What to work on -> Throughout the records below, find each line holding "that" and copy it.

▬▬▬▬▬▬

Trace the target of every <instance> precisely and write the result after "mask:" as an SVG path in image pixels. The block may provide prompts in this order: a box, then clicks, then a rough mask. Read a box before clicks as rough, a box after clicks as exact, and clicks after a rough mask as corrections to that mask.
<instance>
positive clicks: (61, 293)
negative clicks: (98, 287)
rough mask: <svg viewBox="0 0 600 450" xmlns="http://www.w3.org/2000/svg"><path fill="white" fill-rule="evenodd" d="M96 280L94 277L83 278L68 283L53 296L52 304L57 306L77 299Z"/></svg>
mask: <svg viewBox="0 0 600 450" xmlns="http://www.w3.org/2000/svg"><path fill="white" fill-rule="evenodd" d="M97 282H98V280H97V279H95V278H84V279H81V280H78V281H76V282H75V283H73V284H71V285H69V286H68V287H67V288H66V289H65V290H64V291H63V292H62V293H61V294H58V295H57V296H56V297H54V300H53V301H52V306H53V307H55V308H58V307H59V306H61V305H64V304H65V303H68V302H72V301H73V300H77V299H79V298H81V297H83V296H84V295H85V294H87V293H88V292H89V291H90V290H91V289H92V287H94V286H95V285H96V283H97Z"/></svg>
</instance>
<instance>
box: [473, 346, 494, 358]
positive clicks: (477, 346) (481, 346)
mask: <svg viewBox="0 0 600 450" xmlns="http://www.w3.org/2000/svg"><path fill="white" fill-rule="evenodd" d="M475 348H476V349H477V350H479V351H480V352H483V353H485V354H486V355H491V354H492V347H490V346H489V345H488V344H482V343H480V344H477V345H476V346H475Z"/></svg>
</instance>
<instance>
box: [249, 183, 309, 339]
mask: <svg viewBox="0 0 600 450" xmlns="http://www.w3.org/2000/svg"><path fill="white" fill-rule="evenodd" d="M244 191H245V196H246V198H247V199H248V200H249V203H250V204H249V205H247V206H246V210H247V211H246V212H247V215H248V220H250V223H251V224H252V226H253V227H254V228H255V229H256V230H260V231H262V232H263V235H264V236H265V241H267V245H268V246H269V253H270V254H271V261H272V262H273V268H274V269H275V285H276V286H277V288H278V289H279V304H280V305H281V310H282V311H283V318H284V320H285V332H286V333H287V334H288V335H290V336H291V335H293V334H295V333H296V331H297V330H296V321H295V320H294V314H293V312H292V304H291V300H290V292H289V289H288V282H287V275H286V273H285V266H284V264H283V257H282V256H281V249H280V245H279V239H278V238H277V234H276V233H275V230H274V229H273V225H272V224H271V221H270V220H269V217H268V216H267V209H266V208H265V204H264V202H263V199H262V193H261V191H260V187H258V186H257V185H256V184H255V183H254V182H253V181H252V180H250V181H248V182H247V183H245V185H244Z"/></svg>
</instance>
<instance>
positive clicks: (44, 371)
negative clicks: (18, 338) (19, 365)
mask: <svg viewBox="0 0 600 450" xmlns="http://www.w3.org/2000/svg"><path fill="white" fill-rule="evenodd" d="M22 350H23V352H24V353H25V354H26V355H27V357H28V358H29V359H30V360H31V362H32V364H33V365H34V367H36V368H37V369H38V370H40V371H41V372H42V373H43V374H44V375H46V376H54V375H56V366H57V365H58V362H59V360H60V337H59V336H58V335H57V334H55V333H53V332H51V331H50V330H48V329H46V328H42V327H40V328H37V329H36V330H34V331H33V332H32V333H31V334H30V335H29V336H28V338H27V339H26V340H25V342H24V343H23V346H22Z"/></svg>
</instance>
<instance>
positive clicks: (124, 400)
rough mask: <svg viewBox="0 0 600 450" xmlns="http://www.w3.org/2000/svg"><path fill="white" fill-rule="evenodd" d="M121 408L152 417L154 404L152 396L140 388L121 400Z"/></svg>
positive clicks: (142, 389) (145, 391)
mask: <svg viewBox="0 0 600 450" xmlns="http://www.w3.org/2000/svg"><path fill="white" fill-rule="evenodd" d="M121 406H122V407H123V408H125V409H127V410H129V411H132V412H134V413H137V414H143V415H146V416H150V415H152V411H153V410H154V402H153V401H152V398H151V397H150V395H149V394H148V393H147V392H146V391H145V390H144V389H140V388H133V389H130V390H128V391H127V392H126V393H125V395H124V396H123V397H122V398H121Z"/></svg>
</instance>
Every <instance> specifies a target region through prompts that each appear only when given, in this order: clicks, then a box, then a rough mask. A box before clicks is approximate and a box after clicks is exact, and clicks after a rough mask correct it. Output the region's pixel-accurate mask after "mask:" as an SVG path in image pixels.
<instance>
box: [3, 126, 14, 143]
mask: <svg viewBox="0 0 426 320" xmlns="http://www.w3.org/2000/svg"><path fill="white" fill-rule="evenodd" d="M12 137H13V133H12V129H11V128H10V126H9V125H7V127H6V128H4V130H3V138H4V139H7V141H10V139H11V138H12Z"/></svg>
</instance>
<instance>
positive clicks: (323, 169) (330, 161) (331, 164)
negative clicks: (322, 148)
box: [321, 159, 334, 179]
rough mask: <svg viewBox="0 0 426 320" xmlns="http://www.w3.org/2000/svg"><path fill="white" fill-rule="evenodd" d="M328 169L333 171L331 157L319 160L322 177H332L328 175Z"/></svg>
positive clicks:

▬▬▬▬▬▬

Exercise output ->
Trace the target of every <instance> precisely and write the result after "mask:" as an SVG path in image pixels. The block may provide prompts in this order: a box, then clicks, then a rough mask. Read a box before clicks as rough, a box after clicks as exact, and clicks after a rough mask as corrections to that mask.
Every <instance> specifies a target region through prompts that each appear only when given, in this order: clicks, then a box, then a rough mask. A box before clicks is approximate and a box after clicks is exact, and clicks after a rough mask correct it. Output the region's pixel-accurate mask after "mask:" as an SVG path in image pixels.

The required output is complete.